··· EXTRACTED TEXT ···

However, your analysis is a bit inaccurate, I think.

As far as I know, Policy route's conjunction with fwmark works just under
some precondition, the most important one of which is defragmentation
function provided by NF_CONNTRACK. That is, the routing core works in
layer 3, and it can even route all IP fragments just by the IP info, and
doesn't care about the layer 4 info, such as service ports. Firewall Mark
makes layer 4 involved. To retrieve the full layer 4 header, netfilter
has no choice but to do defragmentation for the routing core, which is the
key function of NF_CONNTRACK.

In a word, without NF_CONNTRACK, neither the policy route nor my patch, can
face the defragmentation problem!

I will give you some proof of my words.

LOOKING at the NETFILTER SOURCE:

See the below quotation form /usr/include/linux/netfilter_ipv4.h, the
defragmentation of netfilter owns the highest prority, so the corresponding
hook will be called before any other hooks including ipvs & iptables.

-----quote start-----
enum nf_ip_hook_priorities {
        NF_IP_PRI_FIRST = INT_MIN,
        NF_IP_PRI_CONNTRACK_DEFRAG = -400,
    ...
        NF_IP_PRI_LAST = INT_MAX,
};
-----quote end-----


And see ip_conntrack_standalone.c, here defines the defrag hooks on
PREROUTING chain and OUTPUT chain with NF_IP_PRI_CONNTRACK_DEFRAG
prority. Needless to say, all packets which flow on INPUT & FORWARD
chain are already defragmented by it; In other word, once the CONNTRACK
is enabled, you cannot see any fragment in INPUT & FORWARD chain, even
the other chains.

-----quote start-----
static struct nf_hook_ops ip_conntrack_defrag_ops = {
    .hook        = ip_conntrack_defrag,
    .owner        = THIS_MODULE,
    .pf        = PF_INET,
    .hooknum    = NF_IP_PRE_ROUTING,
    .priority    = NF_IP_PRI_CONNTRACK_DEFRAG,
};

static struct nf_hook_ops ip_conntrack_defrag_local_out_ops = {
    .hook        = ip_conntrack_defrag,
    .owner        = THIS_MODULE,
    .pf        = PF_INET,
    .hooknum    = NF_IP_LOCAL_OUT,
    .priority    = NF_IP_PRI_CONNTRACK_DEFRAG,
};
-----quote end-----


On the other hand, I wrote a simply program -- test_udp_fragment.c
to test it.

-----test code start--------------

#include <sys/types.h>
#include <sys/socket.h>
#include <errno.h>
#include <stdlib.h>
#include <linux/in.h>

int main(int argc, char *argv[])

··· DATA SUPPLIED ···

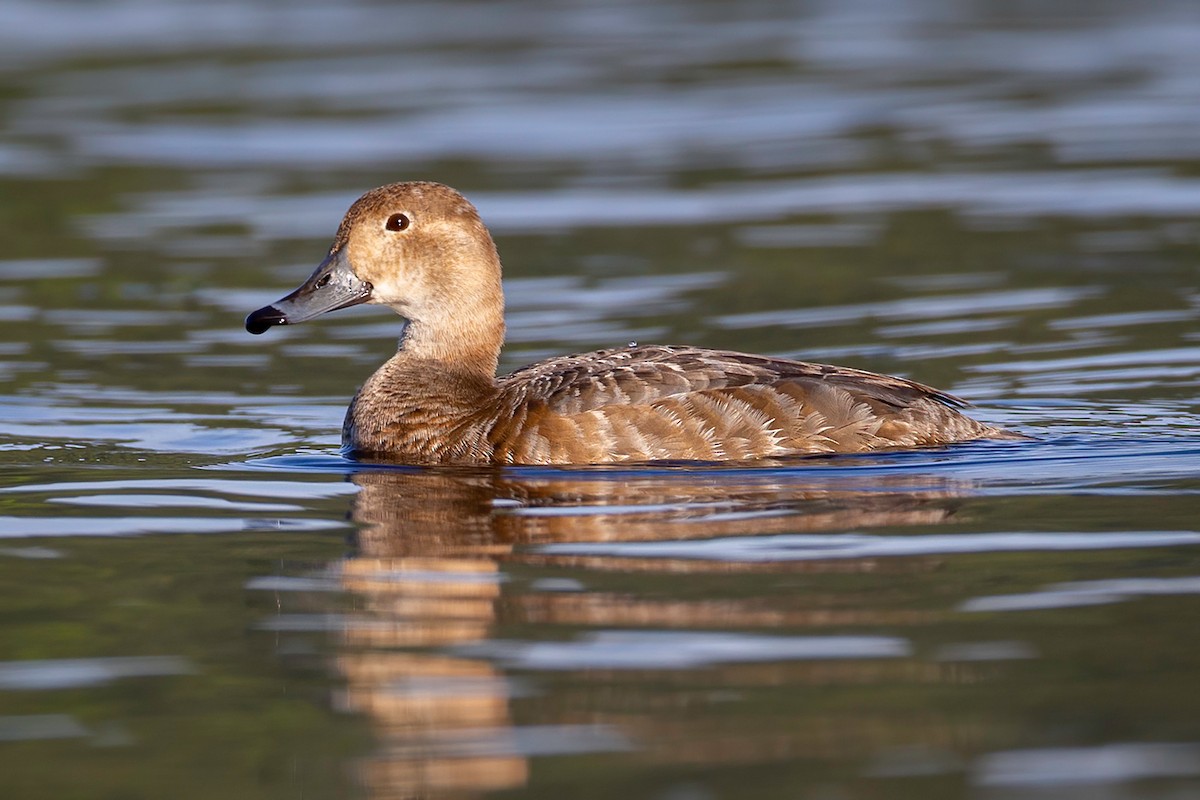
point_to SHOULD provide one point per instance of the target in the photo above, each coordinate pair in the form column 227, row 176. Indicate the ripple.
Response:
column 75, row 673
column 853, row 546
column 678, row 650
column 1115, row 763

···

- [PROBLEM STATEMENT]
Update the part of the netfilter defragmentation post between "However, your analysis" and "function of NF_CONNTRACK.", inclusive, so that "routing core" reads "routing engine" throughout.

- [EXPECTED ANSWER]
However, your analysis is a bit inaccurate, I think.

As far as I know, Policy route's conjunction with fwmark works just under
some precondition, the most important one of which is defragmentation
function provided by NF_CONNTRACK. That is, the routing engine works in
layer 3, and it can even route all IP fragments just by the IP info, and
doesn't care about the layer 4 info, such as service ports. Firewall Mark
makes layer 4 involved. To retrieve the full layer 4 header, netfilter
has no choice but to do defragmentation for the routing engine, which is the
key function of NF_CONNTRACK.